Start of Block
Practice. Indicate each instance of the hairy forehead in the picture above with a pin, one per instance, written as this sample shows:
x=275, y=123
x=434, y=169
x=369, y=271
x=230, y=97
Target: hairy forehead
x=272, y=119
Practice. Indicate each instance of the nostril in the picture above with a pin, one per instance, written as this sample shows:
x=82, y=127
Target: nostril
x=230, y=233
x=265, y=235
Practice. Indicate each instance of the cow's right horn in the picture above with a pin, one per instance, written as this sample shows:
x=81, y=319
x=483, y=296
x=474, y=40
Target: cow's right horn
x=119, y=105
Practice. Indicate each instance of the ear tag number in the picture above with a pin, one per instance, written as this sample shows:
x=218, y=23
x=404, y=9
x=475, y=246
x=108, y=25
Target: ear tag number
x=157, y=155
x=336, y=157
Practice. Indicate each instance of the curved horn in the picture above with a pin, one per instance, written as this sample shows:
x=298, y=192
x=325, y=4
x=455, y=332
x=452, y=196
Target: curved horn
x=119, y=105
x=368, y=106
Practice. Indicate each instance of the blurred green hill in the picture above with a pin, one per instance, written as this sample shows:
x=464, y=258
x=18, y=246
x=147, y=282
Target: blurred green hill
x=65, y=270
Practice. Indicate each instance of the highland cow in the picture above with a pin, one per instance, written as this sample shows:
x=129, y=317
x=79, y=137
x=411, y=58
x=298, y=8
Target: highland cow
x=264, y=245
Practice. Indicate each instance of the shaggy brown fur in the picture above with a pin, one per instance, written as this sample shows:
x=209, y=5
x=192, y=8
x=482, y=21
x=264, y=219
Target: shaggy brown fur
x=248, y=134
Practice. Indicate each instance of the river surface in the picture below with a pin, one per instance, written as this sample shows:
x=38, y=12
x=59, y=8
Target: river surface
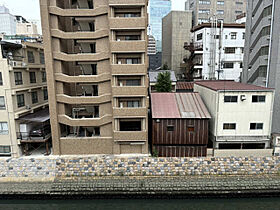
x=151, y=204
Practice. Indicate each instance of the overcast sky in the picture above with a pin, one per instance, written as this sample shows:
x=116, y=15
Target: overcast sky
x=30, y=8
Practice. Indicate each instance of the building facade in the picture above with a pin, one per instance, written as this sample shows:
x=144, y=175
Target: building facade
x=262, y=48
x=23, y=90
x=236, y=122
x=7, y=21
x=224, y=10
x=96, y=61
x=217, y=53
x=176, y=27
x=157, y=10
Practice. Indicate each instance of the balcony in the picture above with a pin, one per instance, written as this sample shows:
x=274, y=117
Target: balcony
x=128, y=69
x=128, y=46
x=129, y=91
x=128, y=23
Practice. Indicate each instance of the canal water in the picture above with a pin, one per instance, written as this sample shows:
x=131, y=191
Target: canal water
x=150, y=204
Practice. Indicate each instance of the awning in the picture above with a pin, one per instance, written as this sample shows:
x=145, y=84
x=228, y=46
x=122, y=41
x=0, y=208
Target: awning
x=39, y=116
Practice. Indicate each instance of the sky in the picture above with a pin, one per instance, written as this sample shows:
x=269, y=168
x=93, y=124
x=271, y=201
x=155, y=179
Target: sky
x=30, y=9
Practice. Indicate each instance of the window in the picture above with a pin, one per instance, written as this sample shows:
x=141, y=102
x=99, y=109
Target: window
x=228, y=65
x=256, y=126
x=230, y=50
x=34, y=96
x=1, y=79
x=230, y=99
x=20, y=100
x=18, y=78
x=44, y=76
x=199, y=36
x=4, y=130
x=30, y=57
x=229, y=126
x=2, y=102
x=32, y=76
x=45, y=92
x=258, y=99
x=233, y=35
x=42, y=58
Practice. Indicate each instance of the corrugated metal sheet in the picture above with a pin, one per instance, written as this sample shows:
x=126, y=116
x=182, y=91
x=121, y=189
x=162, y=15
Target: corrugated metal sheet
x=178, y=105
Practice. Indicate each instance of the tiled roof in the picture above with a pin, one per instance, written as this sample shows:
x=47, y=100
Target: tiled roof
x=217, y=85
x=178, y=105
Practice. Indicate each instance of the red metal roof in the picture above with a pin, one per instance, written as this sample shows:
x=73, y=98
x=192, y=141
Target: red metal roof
End of Block
*YOUR INSTRUCTIONS*.
Omitting the pictures, write out the material above exactly as it stands.

*OUTPUT BELOW*.
Practice. Indicate each instance of the hairy forehead in the picture above with a pin, one per instance, written as this sample shows:
x=275, y=123
x=434, y=169
x=369, y=271
x=230, y=97
Target: hairy forehead
x=272, y=119
Practice. Indicate each instance of the nostril in the picture above with a pin, one per instance, written as this sample shows:
x=82, y=127
Target: nostril
x=230, y=233
x=265, y=235
Practice. Indicate each instance of the cow's right horn in the picture above with a pin, one per instance, written as this sample shows:
x=81, y=319
x=483, y=296
x=474, y=40
Target: cow's right horn
x=119, y=105
Practice. Indicate each instance of the ear tag number in the picture above with a pin, one per instance, written as this sample shows:
x=218, y=23
x=404, y=9
x=475, y=246
x=108, y=25
Target: ear tag number
x=157, y=155
x=336, y=157
Practice. Indicate each instance of the curved horn in the picture above with a pin, one per instance, written as this sample shows:
x=298, y=192
x=325, y=4
x=455, y=332
x=452, y=196
Target: curved horn
x=119, y=105
x=368, y=106
Practice. Indicate each instance of the blurred green hill in the picture above with a pin, one per instance, written as this sample shows:
x=464, y=258
x=18, y=246
x=147, y=282
Target: blurred green hill
x=65, y=270
Practice. Indicate each instance of the highland cow in the picture above with a pin, one per instance, written as this sample shows:
x=129, y=317
x=79, y=137
x=411, y=58
x=298, y=8
Target: highland cow
x=264, y=245
Practice. Indicate each instance of the shaggy brown fur in the picture above with a pin, one per instance, written as this sample shows:
x=209, y=5
x=192, y=8
x=482, y=21
x=264, y=219
Target: shaggy brown fur
x=248, y=134
Practice. Indicate each instance of the river surface in the picture below with a pin, one per instance, written as this sample shows:
x=38, y=12
x=59, y=8
Target: river surface
x=151, y=204
Practice. Indicate each instance of the overcast sky in the picture above with a pin, one per instance, written as this sample shows:
x=116, y=15
Target: overcast sky
x=30, y=8
Practice. Indicate each instance of the building facade in the picture above with a pin, one per instance, written as this sample shows:
x=144, y=175
Target: building facade
x=262, y=48
x=23, y=90
x=236, y=122
x=7, y=21
x=224, y=10
x=96, y=61
x=217, y=53
x=176, y=27
x=157, y=10
Practice. Indicate each instance of the balcony in the picture above with a pin, one per instance, written as this sample shows:
x=274, y=117
Target: balcony
x=128, y=69
x=128, y=46
x=129, y=91
x=128, y=23
Practice. Indicate each instance of the canal water in the picture above with a pin, one per instance, written as this sample shows:
x=131, y=191
Target: canal water
x=150, y=204
Practice. Indicate each instance of the awning in the picture above with a pin, one per instance, written as this sample shows:
x=145, y=84
x=228, y=46
x=122, y=41
x=0, y=208
Target: awning
x=39, y=116
Practice. Indicate each instance of the sky in the picture above with a pin, one per instance, written as this sample shows:
x=269, y=168
x=93, y=124
x=271, y=201
x=155, y=179
Target: sky
x=30, y=9
Practice. Indicate each instance of the window in the picture above with a pin, one per instance, written as this sample shows:
x=141, y=102
x=99, y=109
Target: window
x=228, y=65
x=256, y=126
x=230, y=50
x=34, y=96
x=1, y=79
x=230, y=99
x=20, y=100
x=18, y=78
x=44, y=76
x=199, y=36
x=4, y=130
x=30, y=57
x=229, y=126
x=2, y=102
x=32, y=76
x=45, y=92
x=258, y=99
x=233, y=35
x=42, y=58
Practice. Indicate each instance of the corrugated metal sheet in the picture above with a pin, one per instance, written as this sample shows:
x=126, y=116
x=182, y=91
x=121, y=189
x=162, y=15
Target: corrugated metal sheet
x=178, y=105
Practice. Indicate each instance of the tiled roof in the picture above with a pin, one per instance, written as this sample shows:
x=47, y=100
Target: tiled roof
x=217, y=85
x=178, y=105
Practice. Indicate each instance of the red metal roof in the picture above with a pin, one per instance, written as this sample shows:
x=73, y=98
x=192, y=141
Target: red metal roof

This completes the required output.